======== Sumber

Senin, 02 Desember 2013

Soal Materi Sekolah Sejarah Pendidikan di Indonesia

Tags

3.1 Pendidikan di Indonesia sebelum kemerdekaan
    Pendidikan di Indonesia pada zaman sebelum kemerdekaan dapat digolongkan ke dalam tiga periode, yaitu:Pendidikan yang berlandaskan ajaran keagamaan, Pendidikan yang berlandaskan kepentingan penjajahan, dan Pendidikan dalam rangka perjuangan kemerdekaan
Pendidikan yang berlandaskan ajaran keagamaan meliputi:
I.    Pendidikan Hindu-Budha.
Pendidikan pada zaman keemasan Hindu-Budha yang berlangsung antara abad ke-14 hingga abad ke-16 masehi. Pada periode awal berkembangnya agama Hindu-Budha di nusantara, sistem pendidikan sepenuhnya bermuatan keagamaan yang dilaksanakan di biara-biara atau pedepokan. Pada perkembangan selanjutnya, muatan pendidikan bukan hanya berupa ajaran keagamaan, melainkan ilmu pengetahuan yang meliputi sastra, bahasa, filsafat, ilmu pengetahuan, tata negara, dan hukum. Kerajaan-kerajaan hindu di tanah jawa banyak melahirkan empu dan pujangga besar yang melahirkan karya-karya seni yang bermutu tinggi. Pada masa, itu pendidikan mulai tingkat dasar hingga tingkat tinggi dikendalikan oleh para pemuka agama. Pendidikan bercorak Hindu-Budha semakin pudar dengan jatuhnya kerajaan Majapahit pada awal abad ke 16, dan pendidikan dengan corak Islam dalam kerajaan-kerajaan Islam datang menggantikannya.

================
======== Informasi yang Diberikan

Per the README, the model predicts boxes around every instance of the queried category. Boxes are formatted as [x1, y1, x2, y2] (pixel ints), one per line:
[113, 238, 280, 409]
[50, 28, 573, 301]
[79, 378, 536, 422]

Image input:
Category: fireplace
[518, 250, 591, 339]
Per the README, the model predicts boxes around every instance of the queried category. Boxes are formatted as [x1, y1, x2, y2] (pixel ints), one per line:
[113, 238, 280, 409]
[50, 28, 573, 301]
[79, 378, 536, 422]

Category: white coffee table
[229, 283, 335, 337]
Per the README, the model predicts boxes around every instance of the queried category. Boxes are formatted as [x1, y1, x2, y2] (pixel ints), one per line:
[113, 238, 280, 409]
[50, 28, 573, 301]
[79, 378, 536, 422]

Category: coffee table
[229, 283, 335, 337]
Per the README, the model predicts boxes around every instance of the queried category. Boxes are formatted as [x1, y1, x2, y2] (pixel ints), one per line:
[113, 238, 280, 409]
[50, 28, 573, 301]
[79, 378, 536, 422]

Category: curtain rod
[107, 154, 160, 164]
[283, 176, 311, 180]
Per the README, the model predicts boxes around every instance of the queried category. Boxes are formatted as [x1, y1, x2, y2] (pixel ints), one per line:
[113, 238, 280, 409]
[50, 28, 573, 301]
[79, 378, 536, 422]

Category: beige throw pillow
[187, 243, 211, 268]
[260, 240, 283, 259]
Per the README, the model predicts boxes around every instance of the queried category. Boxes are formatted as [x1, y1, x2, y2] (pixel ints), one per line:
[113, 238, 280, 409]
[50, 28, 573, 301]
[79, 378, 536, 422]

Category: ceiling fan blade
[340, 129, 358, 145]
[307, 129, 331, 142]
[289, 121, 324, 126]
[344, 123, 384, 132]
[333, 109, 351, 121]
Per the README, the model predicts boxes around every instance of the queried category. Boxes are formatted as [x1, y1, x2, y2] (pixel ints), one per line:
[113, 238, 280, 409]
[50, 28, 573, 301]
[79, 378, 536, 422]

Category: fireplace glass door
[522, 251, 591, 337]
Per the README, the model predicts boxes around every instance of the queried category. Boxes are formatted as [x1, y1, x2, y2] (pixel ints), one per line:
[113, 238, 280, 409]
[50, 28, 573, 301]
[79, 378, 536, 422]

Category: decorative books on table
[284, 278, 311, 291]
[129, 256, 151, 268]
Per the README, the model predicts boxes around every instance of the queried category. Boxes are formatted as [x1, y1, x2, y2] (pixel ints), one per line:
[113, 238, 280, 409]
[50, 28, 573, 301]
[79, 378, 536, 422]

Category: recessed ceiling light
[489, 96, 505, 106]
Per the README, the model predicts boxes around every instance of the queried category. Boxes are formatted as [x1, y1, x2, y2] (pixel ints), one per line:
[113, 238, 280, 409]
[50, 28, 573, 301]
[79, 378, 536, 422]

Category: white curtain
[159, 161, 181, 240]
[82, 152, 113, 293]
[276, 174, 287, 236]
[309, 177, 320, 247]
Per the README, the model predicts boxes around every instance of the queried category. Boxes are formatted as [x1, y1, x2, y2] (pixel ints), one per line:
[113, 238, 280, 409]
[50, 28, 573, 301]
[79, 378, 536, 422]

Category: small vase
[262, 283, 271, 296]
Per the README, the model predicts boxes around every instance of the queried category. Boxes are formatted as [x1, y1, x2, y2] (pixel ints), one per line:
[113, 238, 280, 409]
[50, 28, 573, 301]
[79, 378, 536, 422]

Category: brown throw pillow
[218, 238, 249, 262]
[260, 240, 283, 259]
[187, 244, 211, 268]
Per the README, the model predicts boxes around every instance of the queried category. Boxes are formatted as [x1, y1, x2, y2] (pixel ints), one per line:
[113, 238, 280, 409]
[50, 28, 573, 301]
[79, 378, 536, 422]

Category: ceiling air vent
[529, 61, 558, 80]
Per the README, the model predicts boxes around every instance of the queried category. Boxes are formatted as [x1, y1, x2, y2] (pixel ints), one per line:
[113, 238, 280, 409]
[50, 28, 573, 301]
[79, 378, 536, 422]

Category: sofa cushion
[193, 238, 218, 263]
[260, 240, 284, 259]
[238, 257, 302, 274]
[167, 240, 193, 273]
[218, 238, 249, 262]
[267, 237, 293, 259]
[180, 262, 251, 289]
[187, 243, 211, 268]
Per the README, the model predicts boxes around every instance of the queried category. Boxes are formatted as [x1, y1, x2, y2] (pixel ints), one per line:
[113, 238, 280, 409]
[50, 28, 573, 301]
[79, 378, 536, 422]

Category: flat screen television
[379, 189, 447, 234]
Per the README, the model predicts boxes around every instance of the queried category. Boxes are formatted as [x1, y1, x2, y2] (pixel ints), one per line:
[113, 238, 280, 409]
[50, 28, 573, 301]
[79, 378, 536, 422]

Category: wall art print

================
======== Informasi yang Diberikan

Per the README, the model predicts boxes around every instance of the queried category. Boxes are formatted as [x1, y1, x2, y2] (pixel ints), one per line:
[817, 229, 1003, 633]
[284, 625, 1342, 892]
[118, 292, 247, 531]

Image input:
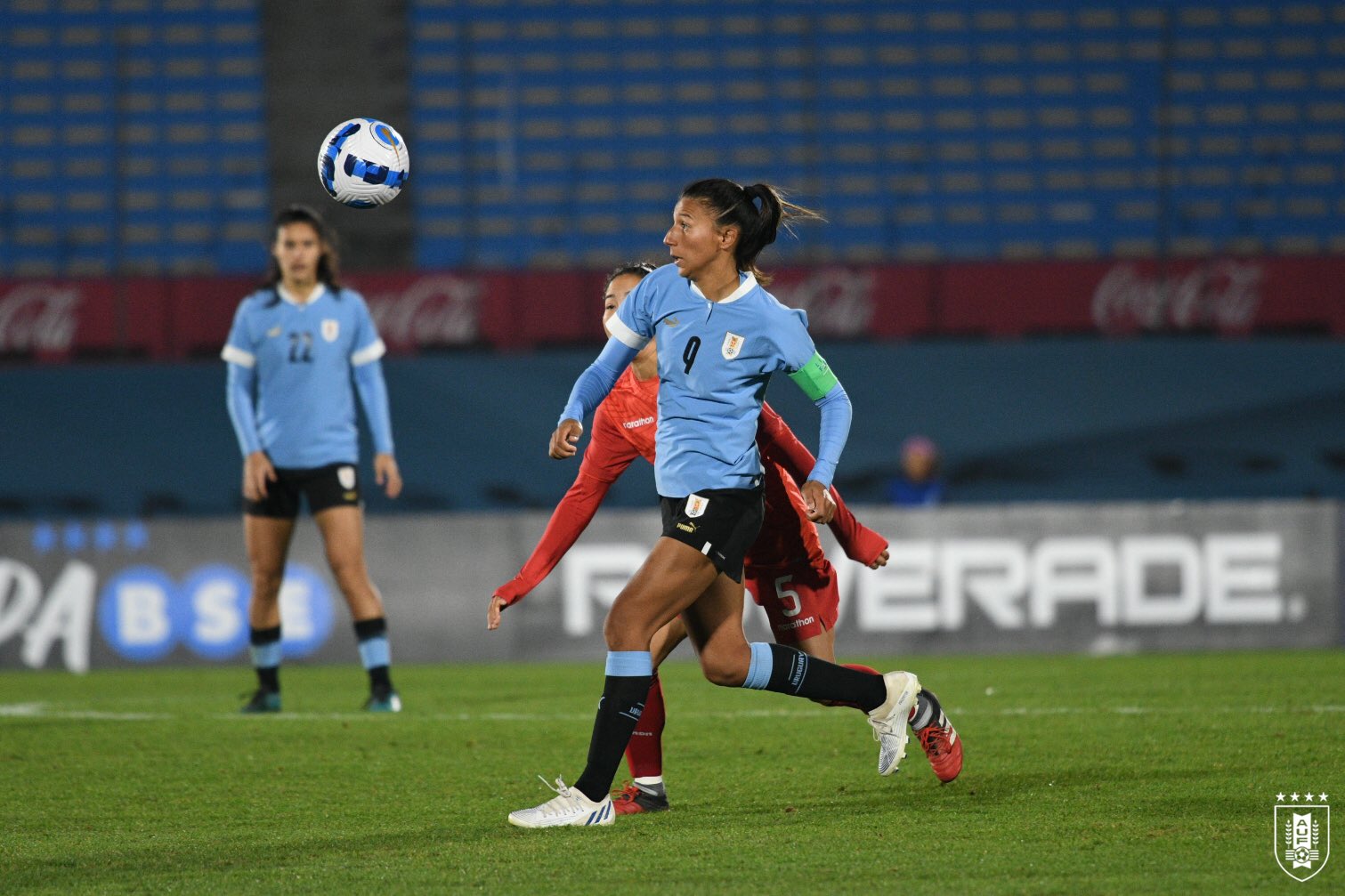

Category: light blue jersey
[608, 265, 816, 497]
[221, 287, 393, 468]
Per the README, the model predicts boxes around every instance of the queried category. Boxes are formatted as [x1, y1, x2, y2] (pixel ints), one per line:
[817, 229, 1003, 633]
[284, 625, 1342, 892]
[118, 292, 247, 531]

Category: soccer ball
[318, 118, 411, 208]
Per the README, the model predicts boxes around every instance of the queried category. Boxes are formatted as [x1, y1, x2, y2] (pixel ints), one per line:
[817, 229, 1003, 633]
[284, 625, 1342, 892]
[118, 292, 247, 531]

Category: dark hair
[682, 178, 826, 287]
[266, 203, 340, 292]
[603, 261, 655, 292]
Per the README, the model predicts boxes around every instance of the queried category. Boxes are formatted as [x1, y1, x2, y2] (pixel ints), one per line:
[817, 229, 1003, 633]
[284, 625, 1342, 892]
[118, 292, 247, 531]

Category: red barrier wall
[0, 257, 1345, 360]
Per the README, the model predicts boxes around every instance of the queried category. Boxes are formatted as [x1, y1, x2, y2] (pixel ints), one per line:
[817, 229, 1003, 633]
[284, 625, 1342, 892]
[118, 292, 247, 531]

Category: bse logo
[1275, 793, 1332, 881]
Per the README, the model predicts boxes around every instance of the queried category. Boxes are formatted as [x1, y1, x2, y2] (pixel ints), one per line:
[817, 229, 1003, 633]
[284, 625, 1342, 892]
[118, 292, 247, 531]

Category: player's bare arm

================

Latihan Tertulis >> Tulis ulang seluruh teks sumber tentang sejarah pendidikan di Indonesia di atas tanpa mengubah satu bagian pun.

Pembahasan Latihan >>
Senin, 02 Desember 2013

Soal Materi Sekolah Sejarah Pendidikan di Indonesia

Tags

3.1 Pendidikan di Indonesia sebelum kemerdekaan
    Pendidikan di Indonesia pada zaman sebelum kemerdekaan dapat digolongkan ke dalam tiga periode, yaitu:Pendidikan yang berlandaskan ajaran keagamaan, Pendidikan yang berlandaskan kepentingan penjajahan, dan Pendidikan dalam rangka perjuangan kemerdekaan
Pendidikan yang berlandaskan ajaran keagamaan meliputi:
I.    Pendidikan Hindu-Budha.
Pendidikan pada zaman keemasan Hindu-Budha yang berlangsung antara abad ke-14 hingga abad ke-16 masehi. Pada periode awal berkembangnya agama Hindu-Budha di nusantara, sistem pendidikan sepenuhnya bermuatan keagamaan yang dilaksanakan di biara-biara atau pedepokan. Pada perkembangan selanjutnya, muatan pendidikan bukan hanya berupa ajaran keagamaan, melainkan ilmu pengetahuan yang meliputi sastra, bahasa, filsafat, ilmu pengetahuan, tata negara, dan hukum. Kerajaan-kerajaan hindu di tanah jawa banyak melahirkan empu dan pujangga besar yang melahirkan karya-karya seni yang bermutu tinggi. Pada masa, itu pendidikan mulai tingkat dasar hingga tingkat tinggi dikendalikan oleh para pemuka agama. Pendidikan bercorak Hindu-Budha semakin pudar dengan jatuhnya kerajaan Majapahit pada awal abad ke 16, dan pendidikan dengan corak Islam dalam kerajaan-kerajaan Islam datang menggantikannya.